**WORK TO BE COMPLETED**
Return verbatim the run of lines that opens with the line holding "Target: baseboard" and closes with the last line of the records.
==== INFORMATION PROVIDED
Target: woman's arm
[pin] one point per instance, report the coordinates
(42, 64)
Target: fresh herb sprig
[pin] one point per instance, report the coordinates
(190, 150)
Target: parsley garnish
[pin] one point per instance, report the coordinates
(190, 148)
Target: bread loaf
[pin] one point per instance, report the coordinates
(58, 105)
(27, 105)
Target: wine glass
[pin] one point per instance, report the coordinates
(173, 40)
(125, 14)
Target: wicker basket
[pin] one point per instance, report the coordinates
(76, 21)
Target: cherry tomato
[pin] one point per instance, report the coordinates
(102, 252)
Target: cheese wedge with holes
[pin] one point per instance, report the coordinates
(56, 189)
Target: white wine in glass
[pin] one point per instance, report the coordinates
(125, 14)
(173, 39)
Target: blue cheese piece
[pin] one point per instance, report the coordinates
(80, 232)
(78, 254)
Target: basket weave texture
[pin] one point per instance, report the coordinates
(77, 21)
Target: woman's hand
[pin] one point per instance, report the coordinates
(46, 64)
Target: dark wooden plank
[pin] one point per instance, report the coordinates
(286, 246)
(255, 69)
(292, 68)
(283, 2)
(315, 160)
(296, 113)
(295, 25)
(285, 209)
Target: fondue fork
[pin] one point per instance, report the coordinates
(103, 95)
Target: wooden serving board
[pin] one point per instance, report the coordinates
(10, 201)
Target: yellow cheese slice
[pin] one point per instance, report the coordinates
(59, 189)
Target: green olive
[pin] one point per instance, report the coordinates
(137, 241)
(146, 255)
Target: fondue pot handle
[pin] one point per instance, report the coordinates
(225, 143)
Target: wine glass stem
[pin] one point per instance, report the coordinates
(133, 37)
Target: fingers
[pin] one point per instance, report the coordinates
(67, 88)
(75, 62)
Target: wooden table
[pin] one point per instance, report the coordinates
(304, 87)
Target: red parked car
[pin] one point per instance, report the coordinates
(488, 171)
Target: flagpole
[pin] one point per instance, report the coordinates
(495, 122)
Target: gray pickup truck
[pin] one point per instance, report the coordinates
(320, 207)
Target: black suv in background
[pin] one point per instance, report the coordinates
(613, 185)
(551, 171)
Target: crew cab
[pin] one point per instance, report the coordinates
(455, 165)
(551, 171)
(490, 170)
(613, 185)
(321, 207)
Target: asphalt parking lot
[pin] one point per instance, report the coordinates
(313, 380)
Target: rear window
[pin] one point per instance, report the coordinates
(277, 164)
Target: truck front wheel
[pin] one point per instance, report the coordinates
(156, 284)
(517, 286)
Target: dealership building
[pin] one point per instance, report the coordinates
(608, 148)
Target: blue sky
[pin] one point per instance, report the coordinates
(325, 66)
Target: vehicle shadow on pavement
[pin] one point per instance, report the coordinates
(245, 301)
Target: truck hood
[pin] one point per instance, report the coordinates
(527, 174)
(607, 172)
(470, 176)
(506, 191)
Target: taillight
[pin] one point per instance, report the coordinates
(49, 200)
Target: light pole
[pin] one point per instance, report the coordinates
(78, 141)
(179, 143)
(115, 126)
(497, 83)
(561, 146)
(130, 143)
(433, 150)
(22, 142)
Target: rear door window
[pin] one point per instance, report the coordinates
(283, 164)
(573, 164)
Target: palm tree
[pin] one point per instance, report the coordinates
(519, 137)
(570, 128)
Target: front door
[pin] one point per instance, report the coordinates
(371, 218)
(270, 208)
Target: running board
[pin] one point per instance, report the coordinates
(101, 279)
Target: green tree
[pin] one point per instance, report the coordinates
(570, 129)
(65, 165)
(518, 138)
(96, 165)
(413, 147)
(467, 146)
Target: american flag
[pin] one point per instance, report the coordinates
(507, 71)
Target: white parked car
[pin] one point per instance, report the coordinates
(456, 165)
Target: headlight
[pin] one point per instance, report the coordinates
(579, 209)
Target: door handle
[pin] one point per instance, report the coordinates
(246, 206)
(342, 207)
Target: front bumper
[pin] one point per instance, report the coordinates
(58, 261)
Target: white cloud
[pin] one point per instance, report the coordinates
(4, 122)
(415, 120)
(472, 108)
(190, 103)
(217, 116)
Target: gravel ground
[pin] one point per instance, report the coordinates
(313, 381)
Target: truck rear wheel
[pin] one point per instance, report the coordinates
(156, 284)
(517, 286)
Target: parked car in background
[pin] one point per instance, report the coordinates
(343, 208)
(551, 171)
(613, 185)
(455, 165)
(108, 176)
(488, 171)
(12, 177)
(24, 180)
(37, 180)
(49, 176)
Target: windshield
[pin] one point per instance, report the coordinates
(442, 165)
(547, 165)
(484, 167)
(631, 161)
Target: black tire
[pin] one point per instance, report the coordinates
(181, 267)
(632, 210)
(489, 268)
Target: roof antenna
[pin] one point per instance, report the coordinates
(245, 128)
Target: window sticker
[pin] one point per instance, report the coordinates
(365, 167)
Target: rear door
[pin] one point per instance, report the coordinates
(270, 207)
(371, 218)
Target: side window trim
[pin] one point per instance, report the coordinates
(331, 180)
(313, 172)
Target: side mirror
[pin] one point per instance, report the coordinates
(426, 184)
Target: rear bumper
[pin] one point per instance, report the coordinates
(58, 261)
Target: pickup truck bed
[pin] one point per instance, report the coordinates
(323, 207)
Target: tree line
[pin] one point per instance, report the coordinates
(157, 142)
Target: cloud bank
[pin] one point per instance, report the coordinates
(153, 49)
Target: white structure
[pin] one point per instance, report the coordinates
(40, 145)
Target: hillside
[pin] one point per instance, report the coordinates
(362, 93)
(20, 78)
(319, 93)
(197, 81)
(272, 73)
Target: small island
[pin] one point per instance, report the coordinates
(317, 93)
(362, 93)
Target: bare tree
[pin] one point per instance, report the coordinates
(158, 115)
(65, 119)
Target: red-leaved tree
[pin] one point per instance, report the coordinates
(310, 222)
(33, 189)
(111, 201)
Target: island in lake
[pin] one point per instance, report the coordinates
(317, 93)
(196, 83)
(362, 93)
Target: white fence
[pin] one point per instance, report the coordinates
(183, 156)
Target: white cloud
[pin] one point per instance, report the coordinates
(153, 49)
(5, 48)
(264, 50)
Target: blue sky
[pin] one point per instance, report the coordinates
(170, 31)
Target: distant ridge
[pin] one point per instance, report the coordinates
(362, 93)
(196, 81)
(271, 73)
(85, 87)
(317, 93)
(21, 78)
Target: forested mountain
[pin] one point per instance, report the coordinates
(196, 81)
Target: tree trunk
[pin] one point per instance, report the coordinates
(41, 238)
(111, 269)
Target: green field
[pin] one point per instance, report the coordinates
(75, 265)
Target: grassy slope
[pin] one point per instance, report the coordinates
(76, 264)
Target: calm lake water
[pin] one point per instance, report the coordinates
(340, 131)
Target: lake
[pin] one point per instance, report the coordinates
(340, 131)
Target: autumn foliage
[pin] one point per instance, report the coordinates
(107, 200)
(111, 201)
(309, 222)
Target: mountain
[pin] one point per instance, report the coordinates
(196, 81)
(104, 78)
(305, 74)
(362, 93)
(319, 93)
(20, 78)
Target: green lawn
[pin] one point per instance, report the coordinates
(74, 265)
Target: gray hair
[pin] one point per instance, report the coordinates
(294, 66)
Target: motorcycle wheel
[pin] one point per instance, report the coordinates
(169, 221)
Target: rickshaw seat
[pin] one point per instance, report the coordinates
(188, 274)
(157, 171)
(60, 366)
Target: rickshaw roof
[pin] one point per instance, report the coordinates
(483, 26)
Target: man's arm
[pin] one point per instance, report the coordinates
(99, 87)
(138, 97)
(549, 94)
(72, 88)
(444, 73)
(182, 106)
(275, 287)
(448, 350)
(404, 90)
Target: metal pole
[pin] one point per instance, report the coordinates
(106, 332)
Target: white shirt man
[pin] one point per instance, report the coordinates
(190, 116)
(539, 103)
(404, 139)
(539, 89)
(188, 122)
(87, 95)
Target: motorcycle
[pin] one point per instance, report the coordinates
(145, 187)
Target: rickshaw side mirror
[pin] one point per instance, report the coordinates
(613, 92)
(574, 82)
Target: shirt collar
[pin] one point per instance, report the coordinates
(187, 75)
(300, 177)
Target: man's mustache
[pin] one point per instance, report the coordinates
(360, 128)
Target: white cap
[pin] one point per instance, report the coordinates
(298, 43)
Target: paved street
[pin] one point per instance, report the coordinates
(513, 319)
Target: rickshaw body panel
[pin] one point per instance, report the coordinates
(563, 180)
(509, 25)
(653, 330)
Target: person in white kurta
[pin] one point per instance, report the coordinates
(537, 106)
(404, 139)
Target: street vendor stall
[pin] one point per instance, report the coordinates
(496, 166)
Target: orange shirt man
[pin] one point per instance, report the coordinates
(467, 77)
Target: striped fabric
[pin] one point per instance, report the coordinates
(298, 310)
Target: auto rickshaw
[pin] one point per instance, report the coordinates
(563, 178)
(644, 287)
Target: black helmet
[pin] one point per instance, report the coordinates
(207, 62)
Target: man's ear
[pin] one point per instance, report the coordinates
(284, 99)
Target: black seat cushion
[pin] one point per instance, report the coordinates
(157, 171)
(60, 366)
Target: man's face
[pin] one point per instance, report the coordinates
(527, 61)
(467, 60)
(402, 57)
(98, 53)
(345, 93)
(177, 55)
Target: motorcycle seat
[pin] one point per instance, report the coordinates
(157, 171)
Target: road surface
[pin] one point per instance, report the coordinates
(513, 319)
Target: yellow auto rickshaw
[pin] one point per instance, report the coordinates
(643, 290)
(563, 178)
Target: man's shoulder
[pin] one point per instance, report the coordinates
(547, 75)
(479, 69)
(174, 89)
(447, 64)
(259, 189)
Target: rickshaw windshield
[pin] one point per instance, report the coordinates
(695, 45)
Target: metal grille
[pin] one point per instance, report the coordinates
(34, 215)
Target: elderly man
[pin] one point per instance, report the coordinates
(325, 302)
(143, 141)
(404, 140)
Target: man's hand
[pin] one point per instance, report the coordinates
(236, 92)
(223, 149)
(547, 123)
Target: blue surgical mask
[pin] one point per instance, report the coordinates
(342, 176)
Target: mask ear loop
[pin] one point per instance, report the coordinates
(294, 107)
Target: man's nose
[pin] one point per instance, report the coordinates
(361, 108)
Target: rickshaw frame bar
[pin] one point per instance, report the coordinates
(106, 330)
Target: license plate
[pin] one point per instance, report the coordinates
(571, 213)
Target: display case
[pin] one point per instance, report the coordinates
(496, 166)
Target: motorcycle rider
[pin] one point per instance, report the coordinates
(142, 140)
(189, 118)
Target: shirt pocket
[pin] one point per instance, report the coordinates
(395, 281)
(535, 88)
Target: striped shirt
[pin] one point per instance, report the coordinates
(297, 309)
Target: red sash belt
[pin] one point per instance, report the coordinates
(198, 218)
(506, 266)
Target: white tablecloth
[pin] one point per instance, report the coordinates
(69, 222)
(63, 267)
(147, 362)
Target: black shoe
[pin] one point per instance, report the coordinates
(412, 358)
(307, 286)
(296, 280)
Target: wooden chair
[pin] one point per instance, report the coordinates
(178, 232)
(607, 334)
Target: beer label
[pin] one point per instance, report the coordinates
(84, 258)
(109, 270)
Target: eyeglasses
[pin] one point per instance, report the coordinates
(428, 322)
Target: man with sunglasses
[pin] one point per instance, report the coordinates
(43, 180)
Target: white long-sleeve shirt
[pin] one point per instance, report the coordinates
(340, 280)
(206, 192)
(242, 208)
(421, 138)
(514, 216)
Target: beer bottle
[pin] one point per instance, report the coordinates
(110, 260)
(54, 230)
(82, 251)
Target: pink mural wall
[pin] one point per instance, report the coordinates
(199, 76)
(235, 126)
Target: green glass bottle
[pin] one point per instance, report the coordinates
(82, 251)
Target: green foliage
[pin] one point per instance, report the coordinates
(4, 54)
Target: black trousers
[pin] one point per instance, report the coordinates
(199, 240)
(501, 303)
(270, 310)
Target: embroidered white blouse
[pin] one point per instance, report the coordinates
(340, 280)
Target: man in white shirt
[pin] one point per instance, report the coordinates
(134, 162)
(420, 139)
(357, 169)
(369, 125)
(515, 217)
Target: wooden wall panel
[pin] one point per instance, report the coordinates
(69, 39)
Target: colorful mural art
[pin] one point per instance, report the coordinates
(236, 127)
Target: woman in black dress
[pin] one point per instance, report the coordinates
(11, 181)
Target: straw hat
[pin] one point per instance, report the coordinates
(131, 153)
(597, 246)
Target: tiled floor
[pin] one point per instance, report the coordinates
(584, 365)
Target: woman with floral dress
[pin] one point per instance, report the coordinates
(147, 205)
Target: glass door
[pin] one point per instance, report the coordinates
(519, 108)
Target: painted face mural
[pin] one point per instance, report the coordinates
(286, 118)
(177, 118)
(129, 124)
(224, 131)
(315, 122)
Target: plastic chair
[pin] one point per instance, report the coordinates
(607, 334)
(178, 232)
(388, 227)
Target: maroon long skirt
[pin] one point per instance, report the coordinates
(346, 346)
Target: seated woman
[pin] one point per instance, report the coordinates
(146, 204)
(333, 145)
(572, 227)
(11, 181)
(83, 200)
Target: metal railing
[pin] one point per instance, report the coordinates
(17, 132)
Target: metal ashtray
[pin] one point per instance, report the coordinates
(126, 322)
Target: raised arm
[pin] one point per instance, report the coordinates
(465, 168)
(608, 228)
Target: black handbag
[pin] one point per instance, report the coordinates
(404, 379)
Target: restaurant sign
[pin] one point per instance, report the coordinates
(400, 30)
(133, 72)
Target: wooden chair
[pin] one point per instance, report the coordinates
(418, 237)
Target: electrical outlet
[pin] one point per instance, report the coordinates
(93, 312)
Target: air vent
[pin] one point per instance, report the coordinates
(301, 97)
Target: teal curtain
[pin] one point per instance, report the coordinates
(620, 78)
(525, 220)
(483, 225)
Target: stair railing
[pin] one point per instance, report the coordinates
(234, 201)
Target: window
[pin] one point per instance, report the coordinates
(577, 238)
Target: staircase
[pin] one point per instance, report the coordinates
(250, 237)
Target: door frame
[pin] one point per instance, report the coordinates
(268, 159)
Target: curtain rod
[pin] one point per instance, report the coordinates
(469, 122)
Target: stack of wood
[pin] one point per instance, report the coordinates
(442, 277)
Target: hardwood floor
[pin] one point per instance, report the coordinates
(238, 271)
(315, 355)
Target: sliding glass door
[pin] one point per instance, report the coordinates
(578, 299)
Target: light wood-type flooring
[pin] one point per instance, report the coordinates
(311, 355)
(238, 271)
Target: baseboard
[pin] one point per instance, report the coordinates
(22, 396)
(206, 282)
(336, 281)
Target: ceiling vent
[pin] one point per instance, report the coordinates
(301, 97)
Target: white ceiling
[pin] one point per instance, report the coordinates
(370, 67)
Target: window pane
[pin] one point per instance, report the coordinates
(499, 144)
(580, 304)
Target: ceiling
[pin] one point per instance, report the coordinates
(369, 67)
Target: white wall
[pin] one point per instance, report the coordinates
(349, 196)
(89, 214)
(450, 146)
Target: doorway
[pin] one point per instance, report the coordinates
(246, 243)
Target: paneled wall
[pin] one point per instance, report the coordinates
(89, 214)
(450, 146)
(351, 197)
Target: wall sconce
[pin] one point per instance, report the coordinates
========
**FULL OUTPUT**
Target: baseboard
[pin] one point per instance, report the coordinates
(22, 396)
(206, 282)
(336, 281)
Target: ceiling vent
[pin] one point per instance, report the coordinates
(301, 97)
Target: white ceiling
[pin] one point per instance, report the coordinates
(370, 67)
Target: window pane
[pin] one point per instance, report the coordinates
(499, 144)
(580, 304)
Target: ceiling
[pin] one point per instance, report the coordinates
(369, 67)
Target: white wall
[pin] one point per instance, report the coordinates
(349, 196)
(89, 214)
(450, 146)
Target: doorway
[pin] one point per instance, report the coordinates
(246, 243)
Target: paneled wall
[pin] one point per instance, report the coordinates
(89, 214)
(450, 146)
(351, 197)
Target: wall sconce
[pin] one point per instance, report the coordinates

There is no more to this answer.